Task statement: Transcribe each line exactly.

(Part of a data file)
** Begin **

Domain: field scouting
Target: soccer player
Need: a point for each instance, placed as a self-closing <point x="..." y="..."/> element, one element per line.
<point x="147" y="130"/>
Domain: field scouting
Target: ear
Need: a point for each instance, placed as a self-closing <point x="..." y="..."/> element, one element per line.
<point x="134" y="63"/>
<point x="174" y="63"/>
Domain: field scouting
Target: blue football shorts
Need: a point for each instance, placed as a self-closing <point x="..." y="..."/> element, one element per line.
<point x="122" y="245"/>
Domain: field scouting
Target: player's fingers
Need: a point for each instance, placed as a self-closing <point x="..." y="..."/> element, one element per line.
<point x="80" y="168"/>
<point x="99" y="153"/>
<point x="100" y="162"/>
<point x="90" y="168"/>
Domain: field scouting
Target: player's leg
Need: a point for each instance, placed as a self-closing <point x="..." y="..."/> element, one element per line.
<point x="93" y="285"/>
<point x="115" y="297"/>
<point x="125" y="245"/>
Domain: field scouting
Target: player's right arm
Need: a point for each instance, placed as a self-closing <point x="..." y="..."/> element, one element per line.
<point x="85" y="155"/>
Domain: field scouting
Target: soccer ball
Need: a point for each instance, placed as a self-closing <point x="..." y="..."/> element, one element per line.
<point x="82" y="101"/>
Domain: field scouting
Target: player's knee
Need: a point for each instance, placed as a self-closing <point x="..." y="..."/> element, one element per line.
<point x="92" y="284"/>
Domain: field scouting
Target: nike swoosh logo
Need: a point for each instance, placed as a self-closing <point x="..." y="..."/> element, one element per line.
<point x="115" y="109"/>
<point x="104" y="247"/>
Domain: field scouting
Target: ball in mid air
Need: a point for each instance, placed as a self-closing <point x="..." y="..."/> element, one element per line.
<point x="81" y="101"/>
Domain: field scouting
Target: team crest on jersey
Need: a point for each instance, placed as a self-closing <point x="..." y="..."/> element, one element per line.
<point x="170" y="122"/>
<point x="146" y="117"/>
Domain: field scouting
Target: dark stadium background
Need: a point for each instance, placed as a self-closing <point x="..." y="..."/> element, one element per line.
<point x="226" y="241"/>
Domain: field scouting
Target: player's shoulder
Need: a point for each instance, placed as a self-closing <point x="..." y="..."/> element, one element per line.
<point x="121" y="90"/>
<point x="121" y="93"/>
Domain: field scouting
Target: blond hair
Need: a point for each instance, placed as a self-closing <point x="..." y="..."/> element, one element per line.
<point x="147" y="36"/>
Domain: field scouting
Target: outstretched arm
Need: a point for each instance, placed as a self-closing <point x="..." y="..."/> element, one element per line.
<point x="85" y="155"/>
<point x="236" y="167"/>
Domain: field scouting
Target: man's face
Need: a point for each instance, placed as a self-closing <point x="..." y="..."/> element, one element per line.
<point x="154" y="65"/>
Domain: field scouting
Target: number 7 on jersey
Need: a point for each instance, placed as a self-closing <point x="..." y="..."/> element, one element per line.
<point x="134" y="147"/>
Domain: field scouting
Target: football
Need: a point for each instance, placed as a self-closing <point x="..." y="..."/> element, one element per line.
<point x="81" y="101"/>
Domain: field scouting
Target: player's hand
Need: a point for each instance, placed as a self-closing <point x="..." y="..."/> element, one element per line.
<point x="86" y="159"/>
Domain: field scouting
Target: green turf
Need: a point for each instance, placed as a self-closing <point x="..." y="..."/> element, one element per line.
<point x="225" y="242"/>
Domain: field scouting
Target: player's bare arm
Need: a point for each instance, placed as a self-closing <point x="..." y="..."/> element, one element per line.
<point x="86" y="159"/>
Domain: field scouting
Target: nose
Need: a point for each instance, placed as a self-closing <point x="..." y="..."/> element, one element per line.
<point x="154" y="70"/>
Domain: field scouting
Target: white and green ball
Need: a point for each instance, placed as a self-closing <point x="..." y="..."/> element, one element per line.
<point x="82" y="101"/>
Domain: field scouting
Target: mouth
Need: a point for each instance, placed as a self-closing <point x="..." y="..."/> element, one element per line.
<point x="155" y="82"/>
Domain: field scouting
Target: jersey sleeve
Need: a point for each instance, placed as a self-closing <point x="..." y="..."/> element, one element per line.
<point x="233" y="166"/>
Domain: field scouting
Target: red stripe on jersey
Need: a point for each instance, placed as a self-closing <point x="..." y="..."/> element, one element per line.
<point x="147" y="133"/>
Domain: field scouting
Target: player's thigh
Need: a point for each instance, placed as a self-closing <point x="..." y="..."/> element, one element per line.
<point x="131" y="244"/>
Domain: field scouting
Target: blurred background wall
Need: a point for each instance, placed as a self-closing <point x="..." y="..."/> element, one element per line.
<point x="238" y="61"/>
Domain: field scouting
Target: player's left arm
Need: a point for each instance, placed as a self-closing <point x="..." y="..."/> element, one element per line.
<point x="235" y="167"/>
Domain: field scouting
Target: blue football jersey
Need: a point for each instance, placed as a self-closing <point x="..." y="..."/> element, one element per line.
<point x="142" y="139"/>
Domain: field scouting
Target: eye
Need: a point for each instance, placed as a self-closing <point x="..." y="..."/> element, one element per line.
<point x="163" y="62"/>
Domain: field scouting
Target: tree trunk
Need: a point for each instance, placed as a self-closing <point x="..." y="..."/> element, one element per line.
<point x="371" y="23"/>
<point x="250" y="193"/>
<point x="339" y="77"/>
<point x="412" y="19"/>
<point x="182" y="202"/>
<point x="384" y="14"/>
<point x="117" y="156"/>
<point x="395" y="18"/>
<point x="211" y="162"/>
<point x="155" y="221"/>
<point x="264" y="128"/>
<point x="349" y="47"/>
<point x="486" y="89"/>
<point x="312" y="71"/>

** End **

Final result:
Domain: field scouting
Target: soccer player
Need: a point for each instance, placed as a self-closing <point x="..." y="..."/> element, one element per line.
<point x="147" y="130"/>
Domain: field scouting
Target: ear
Need: a point for each instance, placed as a self-closing <point x="..." y="..."/> element, one element per line.
<point x="134" y="63"/>
<point x="174" y="63"/>
Domain: field scouting
Target: blue football shorts
Need: a point for each instance, placed as a self-closing <point x="..." y="..."/> element, one element per line.
<point x="122" y="245"/>
Domain: field scouting
Target: player's fingers
Need: a point for each instance, placed as a self-closing <point x="..." y="..."/> element, one element per line.
<point x="80" y="168"/>
<point x="99" y="153"/>
<point x="100" y="162"/>
<point x="90" y="168"/>
Domain: field scouting
Target: player's leg
Need: a point for each instance, placed as a self-closing <point x="..." y="..."/> element, one element per line.
<point x="93" y="285"/>
<point x="115" y="297"/>
<point x="125" y="245"/>
Domain: field scouting
Target: player's right arm
Need: a point for each instance, placed as a self-closing <point x="..." y="..."/> element, one element per line.
<point x="85" y="155"/>
Domain: field scouting
Target: soccer ball
Need: a point for each instance, placed as a self-closing <point x="..." y="..."/> element, one element per line.
<point x="82" y="101"/>
Domain: field scouting
Target: player's knee
Need: a point for each instance, placed as a self-closing <point x="..." y="..."/> element, one element per line.
<point x="92" y="284"/>
Domain: field scouting
Target: nike swoosh logo
Need: a point for each instance, placed as a self-closing <point x="..." y="..."/> element, one element per line.
<point x="115" y="109"/>
<point x="104" y="247"/>
Domain: field scouting
Target: ball in mid air
Need: a point for each instance, placed as a self-closing <point x="..." y="..."/> element, one element per line.
<point x="81" y="101"/>
Domain: field scouting
Target: team crest on jersey
Need: a point for each instance, placed as a self-closing <point x="..." y="..."/> element, one element per line.
<point x="170" y="122"/>
<point x="146" y="117"/>
Domain: field scouting
Target: dark stadium background
Need: a point for each instance, placed as a self-closing <point x="..." y="..."/> element, one element per line.
<point x="226" y="241"/>
Domain: field scouting
Target: player's shoulder
Need: a point for each instance, placed as a self-closing <point x="..." y="..."/> element, one element per line.
<point x="121" y="90"/>
<point x="121" y="93"/>
Domain: field scouting
Target: blond hair
Need: a point for each instance, placed as a self-closing <point x="..." y="..."/> element, one element per line.
<point x="147" y="36"/>
Domain: field scouting
Target: outstretched arm
Need: a point for each instance, placed as a self-closing <point x="..." y="..."/> element, one element per line.
<point x="85" y="155"/>
<point x="236" y="167"/>
Domain: field scouting
Target: man's face
Need: a point for each instance, placed as a self-closing <point x="..." y="..."/> element, one element per line.
<point x="154" y="65"/>
Domain: field scouting
Target: number 7 on jersey
Need: a point for each instance, placed as a self-closing <point x="..." y="..."/> element, one element per line.
<point x="134" y="147"/>
Domain: field scouting
Target: football
Need: a point for each instance, placed as a self-closing <point x="..." y="..."/> element, one element per line.
<point x="81" y="101"/>
Domain: field scouting
Target: player's hand
Need: a point for each instance, placed as a self-closing <point x="..." y="..."/> element, one element per line.
<point x="86" y="159"/>
Domain: field scouting
Target: green turf
Need: a point for each instance, placed as a self-closing <point x="..." y="..."/> element, one element per line.
<point x="225" y="242"/>
Domain: field scouting
Target: player's bare arm
Need: a point for each instance, placed as a self-closing <point x="..." y="..."/> element, one element per line.
<point x="86" y="159"/>
Domain: field scouting
Target: nose
Need: a point for each instance, placed as a self-closing <point x="..." y="..."/> element, one element per line.
<point x="154" y="70"/>
Domain: field scouting
Target: white and green ball
Need: a point for each instance, placed as a self-closing <point x="..." y="..."/> element, one element per line.
<point x="82" y="101"/>
Domain: field scouting
Target: mouth
Need: a point for each instance, placed as a self-closing <point x="..." y="..."/> element, one element per line.
<point x="155" y="82"/>
Domain: field scouting
Target: jersey sleeve
Need: a point for each instance, placed as a self-closing <point x="..." y="..."/> element, one element per line.
<point x="233" y="166"/>
Domain: field scouting
Target: red stripe on jersey
Need: a point for each instance, placed as a self-closing <point x="..." y="..."/> element, one element per line.
<point x="147" y="133"/>
Domain: field scouting
Target: player's thigh
Need: a point for each instance, placed as a self-closing <point x="..." y="..."/> element, one element per line.
<point x="131" y="244"/>
Domain: field scouting
Target: blurred background wall
Need: a point for each instance, placed as a self-closing <point x="..." y="..."/> element, one element per line.
<point x="238" y="61"/>
Domain: field scouting
Target: player's left arm
Need: a point for each instance, placed as a self-closing <point x="..." y="..."/> element, one element per line.
<point x="235" y="167"/>
Domain: field scouting
Target: blue football jersey
Need: a point for each instance, placed as a self-closing <point x="..." y="..."/> element, one element per line.
<point x="142" y="139"/>
Domain: field scouting
Target: eye
Need: a point for each instance, placed as a self-closing <point x="..." y="..."/> element, one element per line.
<point x="163" y="62"/>
Domain: field scouting
Target: tree trunk
Need: a point for each instance, placed as a self-closing <point x="..." y="..."/> element, one element per line.
<point x="371" y="23"/>
<point x="250" y="193"/>
<point x="339" y="77"/>
<point x="412" y="19"/>
<point x="182" y="202"/>
<point x="384" y="14"/>
<point x="117" y="156"/>
<point x="395" y="18"/>
<point x="211" y="162"/>
<point x="155" y="221"/>
<point x="264" y="128"/>
<point x="349" y="47"/>
<point x="486" y="89"/>
<point x="312" y="71"/>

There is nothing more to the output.